What is expected:
Locate every line in the records below that contains the word "ridge" and copy each of those lines.

Records for processing:

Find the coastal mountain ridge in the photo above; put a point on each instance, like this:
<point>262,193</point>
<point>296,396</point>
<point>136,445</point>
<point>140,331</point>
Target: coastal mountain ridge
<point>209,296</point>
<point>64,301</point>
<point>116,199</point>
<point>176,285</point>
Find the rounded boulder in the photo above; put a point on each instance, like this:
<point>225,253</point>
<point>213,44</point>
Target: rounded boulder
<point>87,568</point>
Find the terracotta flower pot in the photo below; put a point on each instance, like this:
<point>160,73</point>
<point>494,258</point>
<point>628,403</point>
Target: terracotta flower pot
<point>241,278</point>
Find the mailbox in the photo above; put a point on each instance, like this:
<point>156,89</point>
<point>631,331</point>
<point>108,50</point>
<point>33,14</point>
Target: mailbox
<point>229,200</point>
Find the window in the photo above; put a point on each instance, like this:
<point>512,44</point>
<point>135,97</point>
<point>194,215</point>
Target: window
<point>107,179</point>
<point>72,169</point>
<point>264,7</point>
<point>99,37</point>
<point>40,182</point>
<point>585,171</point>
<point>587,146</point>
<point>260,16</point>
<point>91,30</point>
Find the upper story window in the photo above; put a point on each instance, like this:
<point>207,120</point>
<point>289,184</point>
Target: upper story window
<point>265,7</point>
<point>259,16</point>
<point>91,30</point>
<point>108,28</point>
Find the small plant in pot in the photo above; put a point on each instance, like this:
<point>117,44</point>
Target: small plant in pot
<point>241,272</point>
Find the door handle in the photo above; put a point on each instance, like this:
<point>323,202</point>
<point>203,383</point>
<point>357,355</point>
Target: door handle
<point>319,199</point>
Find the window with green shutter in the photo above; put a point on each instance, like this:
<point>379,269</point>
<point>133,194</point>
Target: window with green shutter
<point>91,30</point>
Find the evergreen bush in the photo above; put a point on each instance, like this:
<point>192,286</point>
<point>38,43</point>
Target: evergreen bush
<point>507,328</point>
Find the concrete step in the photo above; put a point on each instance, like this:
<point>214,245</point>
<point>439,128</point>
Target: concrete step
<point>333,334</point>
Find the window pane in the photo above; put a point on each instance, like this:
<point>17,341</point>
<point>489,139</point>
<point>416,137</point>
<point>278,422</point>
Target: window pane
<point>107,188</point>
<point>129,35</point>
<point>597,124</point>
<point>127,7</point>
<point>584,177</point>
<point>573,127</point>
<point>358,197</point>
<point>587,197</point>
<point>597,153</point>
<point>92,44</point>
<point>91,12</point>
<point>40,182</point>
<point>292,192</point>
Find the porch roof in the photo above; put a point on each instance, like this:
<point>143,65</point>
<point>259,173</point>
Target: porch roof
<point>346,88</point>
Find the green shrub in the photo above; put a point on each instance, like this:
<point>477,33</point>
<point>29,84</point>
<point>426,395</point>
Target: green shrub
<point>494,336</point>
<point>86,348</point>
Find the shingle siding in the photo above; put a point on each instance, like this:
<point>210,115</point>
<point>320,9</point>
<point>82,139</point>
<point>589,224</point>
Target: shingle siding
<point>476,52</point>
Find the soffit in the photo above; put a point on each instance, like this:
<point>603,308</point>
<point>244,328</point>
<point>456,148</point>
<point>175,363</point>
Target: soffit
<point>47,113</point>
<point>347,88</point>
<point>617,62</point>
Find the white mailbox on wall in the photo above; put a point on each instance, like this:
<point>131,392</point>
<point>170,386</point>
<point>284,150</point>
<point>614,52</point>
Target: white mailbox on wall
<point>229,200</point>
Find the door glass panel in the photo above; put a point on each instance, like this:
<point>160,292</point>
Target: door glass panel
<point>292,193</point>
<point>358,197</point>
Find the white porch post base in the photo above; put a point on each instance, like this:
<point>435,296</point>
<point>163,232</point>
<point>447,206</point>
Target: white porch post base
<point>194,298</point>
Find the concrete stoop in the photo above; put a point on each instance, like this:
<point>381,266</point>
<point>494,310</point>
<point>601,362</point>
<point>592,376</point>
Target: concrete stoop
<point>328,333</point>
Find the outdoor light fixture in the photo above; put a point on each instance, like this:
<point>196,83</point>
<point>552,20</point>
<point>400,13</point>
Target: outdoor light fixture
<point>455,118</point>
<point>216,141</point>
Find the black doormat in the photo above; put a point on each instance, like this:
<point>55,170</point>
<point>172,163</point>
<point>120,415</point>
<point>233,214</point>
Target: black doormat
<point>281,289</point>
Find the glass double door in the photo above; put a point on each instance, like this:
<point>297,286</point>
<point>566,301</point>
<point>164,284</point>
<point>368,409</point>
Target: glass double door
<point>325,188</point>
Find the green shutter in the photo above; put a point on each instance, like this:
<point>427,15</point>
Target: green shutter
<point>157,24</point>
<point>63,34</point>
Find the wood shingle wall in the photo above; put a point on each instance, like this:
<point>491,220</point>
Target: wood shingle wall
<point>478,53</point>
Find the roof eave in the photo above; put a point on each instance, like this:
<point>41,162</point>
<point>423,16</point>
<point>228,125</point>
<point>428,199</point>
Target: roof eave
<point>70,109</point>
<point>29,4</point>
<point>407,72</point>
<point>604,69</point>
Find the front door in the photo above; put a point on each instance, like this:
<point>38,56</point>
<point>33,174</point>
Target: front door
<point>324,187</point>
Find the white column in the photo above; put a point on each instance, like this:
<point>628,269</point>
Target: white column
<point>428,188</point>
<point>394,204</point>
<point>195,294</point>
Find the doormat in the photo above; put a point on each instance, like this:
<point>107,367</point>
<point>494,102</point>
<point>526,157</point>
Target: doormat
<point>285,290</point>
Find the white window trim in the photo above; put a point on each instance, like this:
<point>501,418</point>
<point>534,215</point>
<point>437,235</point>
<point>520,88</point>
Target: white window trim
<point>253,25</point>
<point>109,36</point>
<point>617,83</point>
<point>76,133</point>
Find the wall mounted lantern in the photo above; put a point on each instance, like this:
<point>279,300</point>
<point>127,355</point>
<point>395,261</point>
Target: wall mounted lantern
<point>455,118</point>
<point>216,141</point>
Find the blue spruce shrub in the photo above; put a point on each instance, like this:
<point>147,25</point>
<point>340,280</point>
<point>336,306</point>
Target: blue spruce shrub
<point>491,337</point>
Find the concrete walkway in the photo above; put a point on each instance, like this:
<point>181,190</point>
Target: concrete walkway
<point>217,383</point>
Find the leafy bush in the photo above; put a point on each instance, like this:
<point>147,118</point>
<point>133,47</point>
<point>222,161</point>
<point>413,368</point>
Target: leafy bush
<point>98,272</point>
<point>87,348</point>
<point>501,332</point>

---

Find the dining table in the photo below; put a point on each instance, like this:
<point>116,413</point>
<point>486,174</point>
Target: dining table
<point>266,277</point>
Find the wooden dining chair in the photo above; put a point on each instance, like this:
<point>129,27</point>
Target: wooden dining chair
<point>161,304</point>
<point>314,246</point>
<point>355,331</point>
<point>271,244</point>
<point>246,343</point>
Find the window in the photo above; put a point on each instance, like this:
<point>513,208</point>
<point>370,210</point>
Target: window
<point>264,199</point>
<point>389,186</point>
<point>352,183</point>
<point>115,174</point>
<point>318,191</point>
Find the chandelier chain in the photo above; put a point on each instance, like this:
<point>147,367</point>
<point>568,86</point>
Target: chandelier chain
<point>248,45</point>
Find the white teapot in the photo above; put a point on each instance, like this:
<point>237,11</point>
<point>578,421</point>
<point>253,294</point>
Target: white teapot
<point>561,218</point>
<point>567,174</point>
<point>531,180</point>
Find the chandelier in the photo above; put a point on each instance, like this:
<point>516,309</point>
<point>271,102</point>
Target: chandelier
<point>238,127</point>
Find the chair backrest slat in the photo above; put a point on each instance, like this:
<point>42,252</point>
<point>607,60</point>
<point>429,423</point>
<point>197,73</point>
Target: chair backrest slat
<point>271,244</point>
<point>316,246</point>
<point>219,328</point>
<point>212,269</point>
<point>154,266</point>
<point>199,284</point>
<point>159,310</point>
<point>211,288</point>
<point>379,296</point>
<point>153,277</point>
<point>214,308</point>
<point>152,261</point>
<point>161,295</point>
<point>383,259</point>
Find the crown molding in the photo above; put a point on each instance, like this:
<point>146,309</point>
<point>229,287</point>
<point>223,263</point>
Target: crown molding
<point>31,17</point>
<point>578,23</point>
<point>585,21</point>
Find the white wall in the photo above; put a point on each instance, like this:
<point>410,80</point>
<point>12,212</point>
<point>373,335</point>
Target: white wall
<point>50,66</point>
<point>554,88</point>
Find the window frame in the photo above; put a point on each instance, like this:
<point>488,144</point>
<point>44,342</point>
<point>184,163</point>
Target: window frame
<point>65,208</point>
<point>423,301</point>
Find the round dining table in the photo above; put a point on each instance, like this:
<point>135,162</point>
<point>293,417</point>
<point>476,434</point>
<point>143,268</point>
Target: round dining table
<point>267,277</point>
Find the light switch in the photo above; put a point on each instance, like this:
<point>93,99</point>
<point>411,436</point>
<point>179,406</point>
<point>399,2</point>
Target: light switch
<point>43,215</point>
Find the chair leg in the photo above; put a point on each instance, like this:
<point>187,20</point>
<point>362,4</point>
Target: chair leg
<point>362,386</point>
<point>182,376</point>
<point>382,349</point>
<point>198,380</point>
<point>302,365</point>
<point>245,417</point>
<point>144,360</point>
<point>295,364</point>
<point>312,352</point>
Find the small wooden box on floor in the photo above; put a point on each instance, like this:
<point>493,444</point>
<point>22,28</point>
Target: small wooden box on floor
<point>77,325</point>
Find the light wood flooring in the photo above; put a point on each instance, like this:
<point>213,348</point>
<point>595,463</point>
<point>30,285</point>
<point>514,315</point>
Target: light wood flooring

Output for this task:
Find the coastal mountain ridge in the photo above; put a point on each instance, like this:
Target: coastal mountain ridge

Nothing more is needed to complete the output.